◆ **Exercise**: Reproduce word for word the part of the pull request discussion below, starting with "Since correct LUB" and going on through "into solutions there.".

━━━━━ Selection

Remove LUB calculation by tlively · Pull Request #3669 · WebAssembly/binaryen

tlively · 2021-03-10T03:09:52Z

Since correct LUB calculation for recursive types is complicated, stop depending
on LUBs throughout the code base. This also fixes a validation bug in which the
validator required blocks to be typed with the LUB of all the branch types, when
in fact any upper bound should have been valid. In addition to fixing that bug,
this PR simplifies the code for break handling by not storing redundant
information about the arity of types.

kripken

Nice work!

The switch from single values to sets of values in some places may have a perf downside. I think it is unavoidable given this is PR is the right solution, but it's worth measuring to see if we need to look into solutions there.

━━━━━━━━━━
━━━━━ Records supplied

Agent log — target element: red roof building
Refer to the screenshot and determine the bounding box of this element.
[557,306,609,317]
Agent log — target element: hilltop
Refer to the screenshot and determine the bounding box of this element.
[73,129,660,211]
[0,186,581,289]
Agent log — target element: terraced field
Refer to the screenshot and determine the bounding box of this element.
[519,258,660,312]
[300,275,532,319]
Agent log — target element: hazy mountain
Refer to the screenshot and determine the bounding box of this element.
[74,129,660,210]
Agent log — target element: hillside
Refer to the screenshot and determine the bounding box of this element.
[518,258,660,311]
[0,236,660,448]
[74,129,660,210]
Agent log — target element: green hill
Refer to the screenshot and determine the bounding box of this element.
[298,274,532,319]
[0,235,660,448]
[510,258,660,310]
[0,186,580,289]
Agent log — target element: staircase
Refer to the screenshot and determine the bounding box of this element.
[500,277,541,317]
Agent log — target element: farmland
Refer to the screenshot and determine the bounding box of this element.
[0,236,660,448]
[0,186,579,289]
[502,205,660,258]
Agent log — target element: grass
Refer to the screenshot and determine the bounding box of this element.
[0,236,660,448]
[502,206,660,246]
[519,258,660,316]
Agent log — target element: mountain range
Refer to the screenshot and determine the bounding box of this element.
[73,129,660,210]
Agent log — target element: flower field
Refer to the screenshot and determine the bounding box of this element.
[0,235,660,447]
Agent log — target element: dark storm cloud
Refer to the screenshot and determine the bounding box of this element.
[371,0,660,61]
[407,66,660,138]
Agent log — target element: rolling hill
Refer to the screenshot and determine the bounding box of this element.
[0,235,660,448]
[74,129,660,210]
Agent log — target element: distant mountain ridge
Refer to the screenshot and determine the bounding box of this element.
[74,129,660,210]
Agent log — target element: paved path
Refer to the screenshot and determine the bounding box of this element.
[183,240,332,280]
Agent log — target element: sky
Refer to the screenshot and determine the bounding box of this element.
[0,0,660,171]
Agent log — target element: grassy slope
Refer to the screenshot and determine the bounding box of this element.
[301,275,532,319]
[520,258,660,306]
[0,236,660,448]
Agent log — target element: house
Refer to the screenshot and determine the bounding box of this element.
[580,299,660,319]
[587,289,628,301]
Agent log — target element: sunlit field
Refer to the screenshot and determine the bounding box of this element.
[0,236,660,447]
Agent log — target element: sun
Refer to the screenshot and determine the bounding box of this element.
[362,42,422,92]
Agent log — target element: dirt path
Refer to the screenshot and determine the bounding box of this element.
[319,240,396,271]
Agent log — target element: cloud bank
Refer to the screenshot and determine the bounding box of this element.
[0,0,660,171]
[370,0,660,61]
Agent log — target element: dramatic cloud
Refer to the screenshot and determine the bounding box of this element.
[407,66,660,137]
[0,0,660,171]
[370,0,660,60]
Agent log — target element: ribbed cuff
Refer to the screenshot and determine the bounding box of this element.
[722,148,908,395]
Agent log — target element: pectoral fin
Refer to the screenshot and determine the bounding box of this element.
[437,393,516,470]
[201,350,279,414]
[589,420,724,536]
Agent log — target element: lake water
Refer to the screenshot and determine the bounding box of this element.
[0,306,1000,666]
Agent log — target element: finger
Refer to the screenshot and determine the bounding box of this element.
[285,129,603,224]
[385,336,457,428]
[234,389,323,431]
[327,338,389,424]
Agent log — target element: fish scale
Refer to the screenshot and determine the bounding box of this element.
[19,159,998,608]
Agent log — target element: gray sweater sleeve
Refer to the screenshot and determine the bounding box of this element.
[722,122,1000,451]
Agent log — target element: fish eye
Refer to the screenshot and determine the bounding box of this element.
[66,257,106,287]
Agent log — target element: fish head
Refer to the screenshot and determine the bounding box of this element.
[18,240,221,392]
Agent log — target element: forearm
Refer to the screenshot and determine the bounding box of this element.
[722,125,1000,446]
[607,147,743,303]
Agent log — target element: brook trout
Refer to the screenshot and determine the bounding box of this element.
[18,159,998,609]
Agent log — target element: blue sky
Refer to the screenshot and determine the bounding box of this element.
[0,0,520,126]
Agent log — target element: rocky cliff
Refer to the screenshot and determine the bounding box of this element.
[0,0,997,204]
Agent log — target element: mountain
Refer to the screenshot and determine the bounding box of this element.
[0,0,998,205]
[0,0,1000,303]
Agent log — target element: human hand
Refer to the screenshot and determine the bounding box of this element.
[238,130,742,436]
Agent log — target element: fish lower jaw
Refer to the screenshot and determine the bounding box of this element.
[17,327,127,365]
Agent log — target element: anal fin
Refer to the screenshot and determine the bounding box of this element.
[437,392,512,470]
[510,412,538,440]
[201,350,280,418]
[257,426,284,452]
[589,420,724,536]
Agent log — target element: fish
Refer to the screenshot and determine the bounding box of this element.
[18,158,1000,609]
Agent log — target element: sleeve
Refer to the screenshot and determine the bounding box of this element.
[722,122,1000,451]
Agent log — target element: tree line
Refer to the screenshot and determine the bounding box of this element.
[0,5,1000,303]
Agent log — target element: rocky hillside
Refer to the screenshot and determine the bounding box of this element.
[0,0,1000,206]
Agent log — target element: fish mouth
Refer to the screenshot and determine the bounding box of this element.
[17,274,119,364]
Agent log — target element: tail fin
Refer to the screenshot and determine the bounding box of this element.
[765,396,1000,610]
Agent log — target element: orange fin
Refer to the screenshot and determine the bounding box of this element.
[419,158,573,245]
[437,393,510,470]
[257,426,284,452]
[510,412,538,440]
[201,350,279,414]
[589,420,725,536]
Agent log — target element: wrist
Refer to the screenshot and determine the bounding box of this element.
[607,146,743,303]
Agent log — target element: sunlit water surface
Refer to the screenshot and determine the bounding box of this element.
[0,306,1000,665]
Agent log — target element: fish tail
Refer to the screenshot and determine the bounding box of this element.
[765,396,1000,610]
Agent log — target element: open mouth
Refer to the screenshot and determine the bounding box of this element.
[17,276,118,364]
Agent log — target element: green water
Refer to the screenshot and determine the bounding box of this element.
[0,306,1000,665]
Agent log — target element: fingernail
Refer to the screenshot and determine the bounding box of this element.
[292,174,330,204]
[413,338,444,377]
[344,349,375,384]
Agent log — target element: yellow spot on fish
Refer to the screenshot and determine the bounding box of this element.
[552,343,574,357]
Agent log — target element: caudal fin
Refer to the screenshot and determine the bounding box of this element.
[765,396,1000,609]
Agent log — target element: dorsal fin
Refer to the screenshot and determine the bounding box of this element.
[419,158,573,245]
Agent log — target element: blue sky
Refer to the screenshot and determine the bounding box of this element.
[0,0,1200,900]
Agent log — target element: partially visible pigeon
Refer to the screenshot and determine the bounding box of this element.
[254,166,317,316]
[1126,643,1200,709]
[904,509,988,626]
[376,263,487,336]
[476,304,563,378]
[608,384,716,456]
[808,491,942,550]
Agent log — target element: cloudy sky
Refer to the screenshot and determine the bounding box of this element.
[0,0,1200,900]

━━━━━━━━━━

◆ **Problem solution**:
Since correct LUB calculation for recursive types is complicated, stop depending
on LUBs throughout the code base. This also fixes a validation bug in which the
validator required blocks to be typed with the LUB of all the branch types, when
in fact any upper bound should have been valid. In addition to fixing that bug,
this PR simplifies the code for break handling by not storing redundant
information about the arity of types.

kripken

Nice work!

The switch from single values to sets of values in some places may have a perf downside. I think it is unavoidable given this is PR is the right solution, but it's worth measuring to see if we need to look into solutions there.